-- Start of SOURCE MATERIAL --

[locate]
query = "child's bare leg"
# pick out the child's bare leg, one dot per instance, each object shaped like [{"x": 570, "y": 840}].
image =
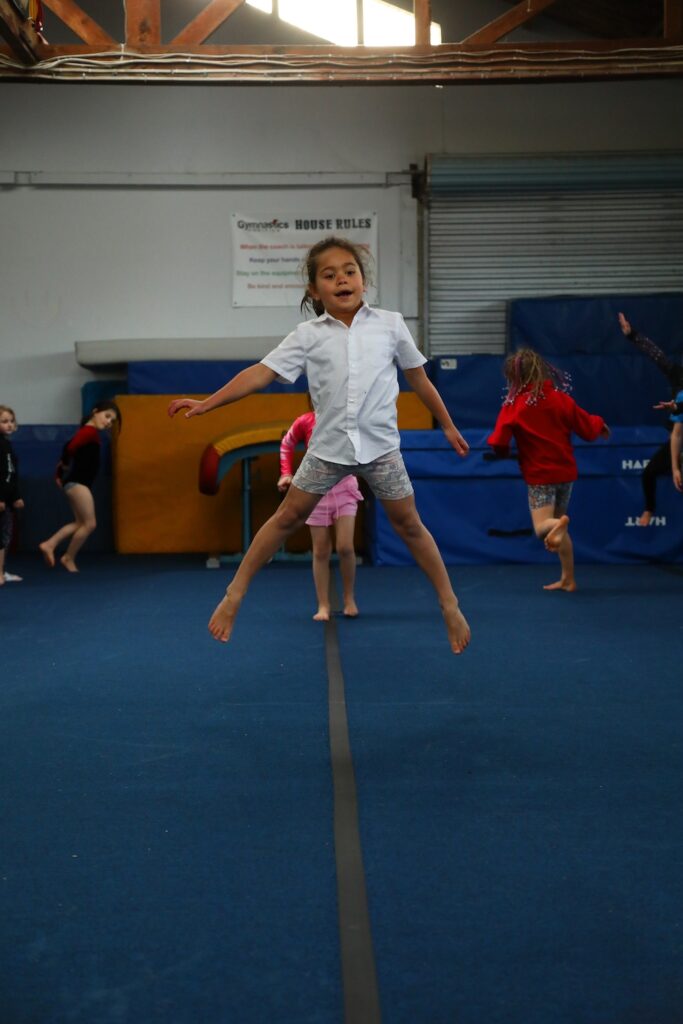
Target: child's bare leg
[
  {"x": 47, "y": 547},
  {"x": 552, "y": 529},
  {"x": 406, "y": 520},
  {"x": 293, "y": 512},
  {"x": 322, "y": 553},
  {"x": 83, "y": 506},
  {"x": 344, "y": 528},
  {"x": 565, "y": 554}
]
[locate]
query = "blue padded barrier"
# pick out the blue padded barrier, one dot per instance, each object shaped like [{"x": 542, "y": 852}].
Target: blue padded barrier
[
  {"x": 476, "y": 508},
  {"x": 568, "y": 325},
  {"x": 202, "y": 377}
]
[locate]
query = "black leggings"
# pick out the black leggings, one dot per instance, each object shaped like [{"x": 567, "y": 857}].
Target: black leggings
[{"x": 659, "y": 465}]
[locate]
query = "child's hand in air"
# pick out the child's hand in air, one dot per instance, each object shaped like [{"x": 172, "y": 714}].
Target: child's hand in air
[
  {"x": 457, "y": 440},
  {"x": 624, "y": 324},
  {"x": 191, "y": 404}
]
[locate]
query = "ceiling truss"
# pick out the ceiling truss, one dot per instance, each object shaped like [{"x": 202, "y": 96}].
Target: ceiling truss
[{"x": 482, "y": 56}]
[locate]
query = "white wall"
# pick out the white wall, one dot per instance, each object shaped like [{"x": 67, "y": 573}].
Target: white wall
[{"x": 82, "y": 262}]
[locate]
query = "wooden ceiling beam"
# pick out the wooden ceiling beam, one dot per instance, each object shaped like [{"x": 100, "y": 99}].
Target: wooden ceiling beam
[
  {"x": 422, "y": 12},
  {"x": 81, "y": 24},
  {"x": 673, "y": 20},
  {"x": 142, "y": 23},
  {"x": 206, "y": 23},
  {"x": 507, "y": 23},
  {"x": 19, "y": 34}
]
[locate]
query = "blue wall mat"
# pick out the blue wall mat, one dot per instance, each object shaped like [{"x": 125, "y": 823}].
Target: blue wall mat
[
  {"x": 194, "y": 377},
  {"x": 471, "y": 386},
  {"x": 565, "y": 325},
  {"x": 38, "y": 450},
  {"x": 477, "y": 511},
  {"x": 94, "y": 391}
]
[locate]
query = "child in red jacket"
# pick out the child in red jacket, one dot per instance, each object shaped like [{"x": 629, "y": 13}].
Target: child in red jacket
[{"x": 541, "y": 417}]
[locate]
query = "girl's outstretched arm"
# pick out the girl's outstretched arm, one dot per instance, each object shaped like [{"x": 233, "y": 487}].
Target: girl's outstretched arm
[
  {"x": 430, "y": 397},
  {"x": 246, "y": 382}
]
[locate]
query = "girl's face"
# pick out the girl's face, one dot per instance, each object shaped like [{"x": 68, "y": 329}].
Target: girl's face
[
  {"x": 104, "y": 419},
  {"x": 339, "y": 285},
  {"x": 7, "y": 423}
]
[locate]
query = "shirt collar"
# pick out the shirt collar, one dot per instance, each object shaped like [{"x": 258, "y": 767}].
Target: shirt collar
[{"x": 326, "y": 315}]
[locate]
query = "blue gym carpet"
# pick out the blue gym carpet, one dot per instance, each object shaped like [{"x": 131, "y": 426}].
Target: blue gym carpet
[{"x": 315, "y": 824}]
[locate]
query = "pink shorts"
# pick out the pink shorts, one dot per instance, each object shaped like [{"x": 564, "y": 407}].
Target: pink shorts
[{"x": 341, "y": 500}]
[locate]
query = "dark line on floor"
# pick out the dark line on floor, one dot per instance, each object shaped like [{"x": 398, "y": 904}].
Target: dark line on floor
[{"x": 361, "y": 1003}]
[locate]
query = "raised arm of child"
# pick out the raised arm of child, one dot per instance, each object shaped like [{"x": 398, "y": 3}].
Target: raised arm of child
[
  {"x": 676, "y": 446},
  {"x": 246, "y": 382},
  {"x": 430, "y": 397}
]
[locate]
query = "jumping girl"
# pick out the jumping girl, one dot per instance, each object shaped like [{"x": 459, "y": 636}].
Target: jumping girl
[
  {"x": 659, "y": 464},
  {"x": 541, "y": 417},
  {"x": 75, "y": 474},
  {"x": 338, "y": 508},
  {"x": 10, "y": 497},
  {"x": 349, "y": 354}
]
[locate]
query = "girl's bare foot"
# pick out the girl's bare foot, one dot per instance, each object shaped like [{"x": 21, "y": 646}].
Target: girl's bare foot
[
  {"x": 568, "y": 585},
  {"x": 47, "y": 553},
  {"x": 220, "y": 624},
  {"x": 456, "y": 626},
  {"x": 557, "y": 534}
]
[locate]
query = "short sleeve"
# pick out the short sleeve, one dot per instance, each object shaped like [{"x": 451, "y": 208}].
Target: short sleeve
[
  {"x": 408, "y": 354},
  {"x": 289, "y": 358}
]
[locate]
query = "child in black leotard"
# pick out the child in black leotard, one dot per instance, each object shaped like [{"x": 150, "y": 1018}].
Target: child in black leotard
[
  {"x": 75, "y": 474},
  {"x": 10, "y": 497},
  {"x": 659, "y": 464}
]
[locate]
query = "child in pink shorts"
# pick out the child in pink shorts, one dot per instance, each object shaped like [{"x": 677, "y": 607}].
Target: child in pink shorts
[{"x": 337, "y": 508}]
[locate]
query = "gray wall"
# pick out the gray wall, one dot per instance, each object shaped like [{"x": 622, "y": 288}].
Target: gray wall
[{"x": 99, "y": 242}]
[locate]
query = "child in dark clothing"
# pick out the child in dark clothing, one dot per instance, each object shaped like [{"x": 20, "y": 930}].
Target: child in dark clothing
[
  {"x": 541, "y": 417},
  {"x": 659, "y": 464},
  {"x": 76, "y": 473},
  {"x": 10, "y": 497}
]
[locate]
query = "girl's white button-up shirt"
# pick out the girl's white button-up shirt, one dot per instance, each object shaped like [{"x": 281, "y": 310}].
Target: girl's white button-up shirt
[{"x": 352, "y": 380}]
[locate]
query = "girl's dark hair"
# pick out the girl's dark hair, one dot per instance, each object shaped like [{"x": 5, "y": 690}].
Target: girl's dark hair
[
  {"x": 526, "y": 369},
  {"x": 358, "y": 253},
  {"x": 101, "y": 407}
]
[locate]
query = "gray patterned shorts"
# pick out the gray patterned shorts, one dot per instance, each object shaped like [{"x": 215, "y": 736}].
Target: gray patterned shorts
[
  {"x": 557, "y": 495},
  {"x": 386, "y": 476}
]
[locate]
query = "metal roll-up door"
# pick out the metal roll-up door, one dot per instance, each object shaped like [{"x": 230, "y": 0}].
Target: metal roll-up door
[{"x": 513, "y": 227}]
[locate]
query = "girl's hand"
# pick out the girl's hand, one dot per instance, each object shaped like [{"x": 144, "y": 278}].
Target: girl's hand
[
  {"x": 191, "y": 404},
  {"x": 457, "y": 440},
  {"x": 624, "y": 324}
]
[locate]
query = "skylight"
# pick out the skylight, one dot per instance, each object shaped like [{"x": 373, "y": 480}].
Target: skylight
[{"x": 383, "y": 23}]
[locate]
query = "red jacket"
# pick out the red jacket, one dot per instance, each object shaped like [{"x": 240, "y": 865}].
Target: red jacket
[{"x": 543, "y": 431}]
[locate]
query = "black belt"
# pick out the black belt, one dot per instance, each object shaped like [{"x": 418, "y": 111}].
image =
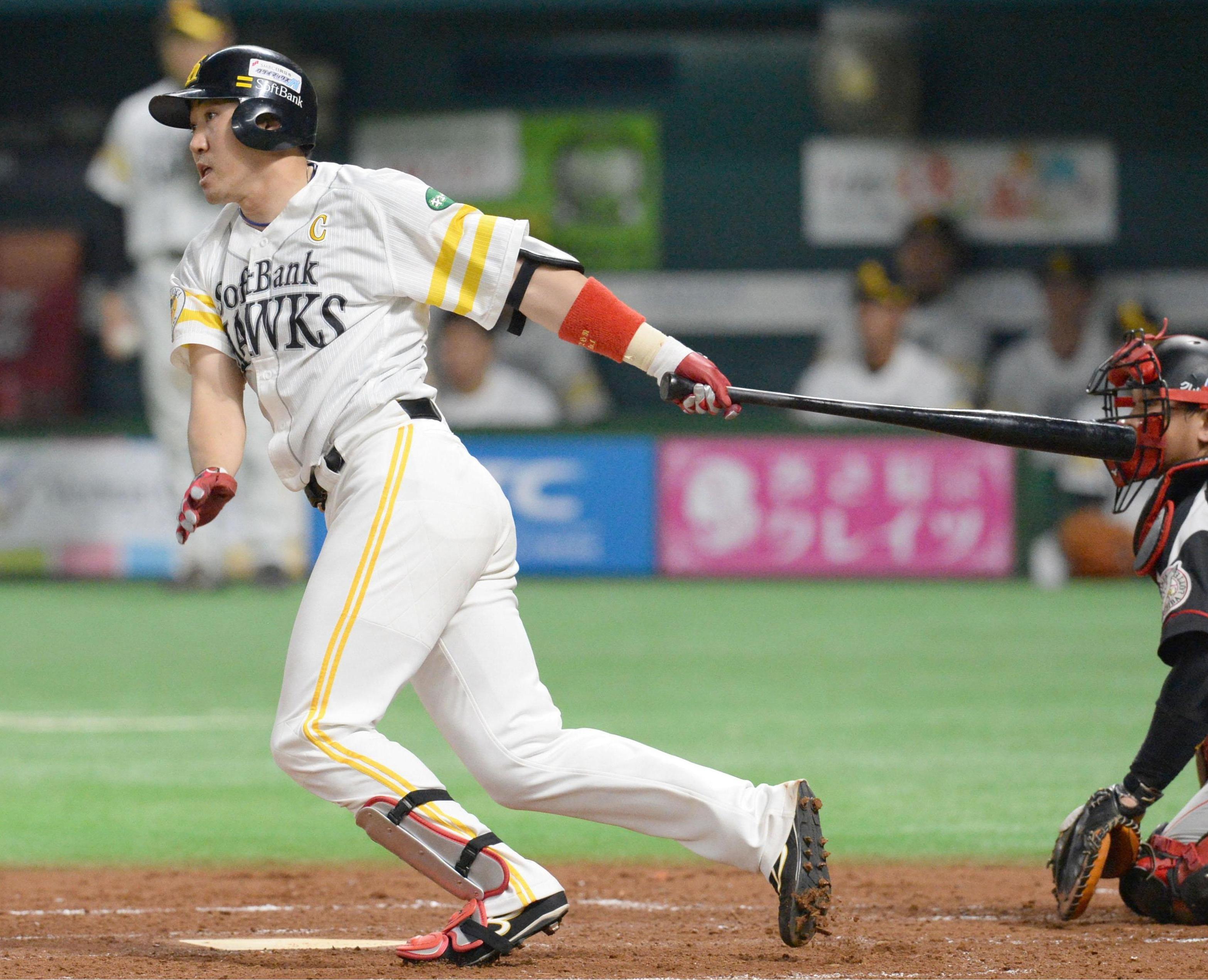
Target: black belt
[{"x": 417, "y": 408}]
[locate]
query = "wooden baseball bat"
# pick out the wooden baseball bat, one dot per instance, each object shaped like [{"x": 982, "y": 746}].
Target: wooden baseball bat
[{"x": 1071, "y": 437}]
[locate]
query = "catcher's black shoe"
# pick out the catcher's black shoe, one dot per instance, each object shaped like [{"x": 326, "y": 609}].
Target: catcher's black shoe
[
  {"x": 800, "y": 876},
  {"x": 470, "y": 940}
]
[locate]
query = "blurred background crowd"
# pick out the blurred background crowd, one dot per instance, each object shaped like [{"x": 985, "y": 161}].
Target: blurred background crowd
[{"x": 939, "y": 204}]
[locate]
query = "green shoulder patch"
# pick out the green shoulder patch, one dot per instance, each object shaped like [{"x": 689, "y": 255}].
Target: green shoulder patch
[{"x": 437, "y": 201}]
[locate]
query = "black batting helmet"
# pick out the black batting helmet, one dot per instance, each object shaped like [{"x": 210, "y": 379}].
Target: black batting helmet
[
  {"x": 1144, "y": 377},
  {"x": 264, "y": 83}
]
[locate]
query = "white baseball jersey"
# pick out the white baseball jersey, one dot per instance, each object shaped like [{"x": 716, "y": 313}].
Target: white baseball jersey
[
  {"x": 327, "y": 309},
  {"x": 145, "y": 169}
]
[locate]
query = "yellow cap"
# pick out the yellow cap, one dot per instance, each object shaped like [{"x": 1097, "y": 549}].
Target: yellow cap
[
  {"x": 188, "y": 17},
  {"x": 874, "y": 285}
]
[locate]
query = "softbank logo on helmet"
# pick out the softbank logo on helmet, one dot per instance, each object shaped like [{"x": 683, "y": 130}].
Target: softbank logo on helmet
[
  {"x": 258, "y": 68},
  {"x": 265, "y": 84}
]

-- End of SOURCE MATERIAL --

▶ [SHORT PROBLEM]
Count the lines in the items above that contain the string "leotard", with case counting, and give only the number.

▶ [OUTPUT]
3